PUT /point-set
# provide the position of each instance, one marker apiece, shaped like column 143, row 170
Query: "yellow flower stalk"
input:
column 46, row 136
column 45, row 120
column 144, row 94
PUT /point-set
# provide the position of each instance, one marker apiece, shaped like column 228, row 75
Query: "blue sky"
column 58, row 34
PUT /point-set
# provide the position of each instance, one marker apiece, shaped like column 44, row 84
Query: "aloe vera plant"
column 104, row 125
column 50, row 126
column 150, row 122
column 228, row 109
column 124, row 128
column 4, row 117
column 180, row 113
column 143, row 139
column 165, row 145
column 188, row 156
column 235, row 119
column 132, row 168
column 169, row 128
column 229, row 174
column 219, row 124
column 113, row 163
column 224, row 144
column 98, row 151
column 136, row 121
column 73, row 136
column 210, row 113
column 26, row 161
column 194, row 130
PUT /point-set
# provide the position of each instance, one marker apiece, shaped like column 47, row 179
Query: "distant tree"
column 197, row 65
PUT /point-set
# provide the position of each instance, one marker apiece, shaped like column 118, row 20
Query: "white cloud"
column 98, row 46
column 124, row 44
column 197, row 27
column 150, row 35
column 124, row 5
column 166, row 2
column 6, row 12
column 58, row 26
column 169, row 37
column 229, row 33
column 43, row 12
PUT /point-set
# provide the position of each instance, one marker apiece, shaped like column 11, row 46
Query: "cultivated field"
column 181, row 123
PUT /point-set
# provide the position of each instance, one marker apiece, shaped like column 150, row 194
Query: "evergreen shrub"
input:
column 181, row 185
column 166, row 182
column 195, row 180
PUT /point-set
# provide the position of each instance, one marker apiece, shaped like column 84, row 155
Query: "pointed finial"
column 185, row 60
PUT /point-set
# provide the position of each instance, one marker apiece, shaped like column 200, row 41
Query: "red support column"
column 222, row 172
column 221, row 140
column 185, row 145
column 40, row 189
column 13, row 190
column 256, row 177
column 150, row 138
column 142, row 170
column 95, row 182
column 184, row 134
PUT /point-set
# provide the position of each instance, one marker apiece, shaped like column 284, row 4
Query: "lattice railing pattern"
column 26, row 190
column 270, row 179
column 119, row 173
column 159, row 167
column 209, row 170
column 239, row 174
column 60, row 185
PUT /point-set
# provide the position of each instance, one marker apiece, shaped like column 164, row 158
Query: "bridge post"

▸ Given problem: Send back all of the entries exactly, with nothing missing.

▸ Answer to this exercise:
PUT /point-set
# provide the position of each instance, one marker apiece, shaped like column 143, row 170
Query: "yellow flower stalk"
input:
column 46, row 136
column 45, row 120
column 144, row 94
PUT /point-set
# provide the position of each instance, one marker apiece, shaped like column 228, row 75
Query: "blue sky"
column 58, row 34
PUT /point-set
# provide the position of each instance, one marker apiece, shaped like column 44, row 84
Query: "aloe vera plant"
column 104, row 125
column 50, row 126
column 150, row 122
column 228, row 109
column 124, row 128
column 4, row 117
column 180, row 113
column 143, row 139
column 165, row 145
column 188, row 156
column 235, row 119
column 132, row 168
column 169, row 128
column 229, row 174
column 219, row 124
column 113, row 163
column 224, row 144
column 98, row 151
column 136, row 121
column 73, row 136
column 210, row 113
column 26, row 161
column 194, row 130
PUT /point-set
# provide the position of each instance, one marker apiece, shaped like column 47, row 179
Query: "distant tree"
column 197, row 65
PUT /point-set
# provide the position of each instance, one marker apiece, shaped like column 118, row 20
Query: "white cloud"
column 98, row 46
column 124, row 44
column 197, row 27
column 150, row 35
column 124, row 5
column 166, row 2
column 6, row 12
column 58, row 26
column 169, row 37
column 229, row 33
column 43, row 12
PUT /point-set
# provide the position of each instance, one marker apiece, shaped like column 11, row 46
Query: "cultivated field"
column 181, row 123
PUT /point-set
# provide the position of each instance, one marker apiece, shaped like column 150, row 194
Query: "evergreen shrub"
input:
column 181, row 185
column 166, row 182
column 195, row 180
PUT /point-set
# provide the position of each instance, one marker apiece, shaped like column 84, row 155
Query: "pointed finial"
column 185, row 60
PUT /point-set
# provide the position of each instance, one marker apiece, shaped like column 200, row 41
Query: "red support column"
column 222, row 172
column 221, row 140
column 185, row 145
column 40, row 189
column 13, row 190
column 256, row 177
column 150, row 138
column 142, row 170
column 95, row 182
column 184, row 134
PUT /point-set
# provide the position of each instance, one marker apiece, shaped like column 284, row 4
Query: "lattice railing pattern"
column 26, row 190
column 270, row 179
column 119, row 173
column 159, row 167
column 209, row 170
column 239, row 174
column 60, row 185
PUT /point-set
# provide the position of each instance, one marker apiece, shaped like column 164, row 158
Query: "bridge post"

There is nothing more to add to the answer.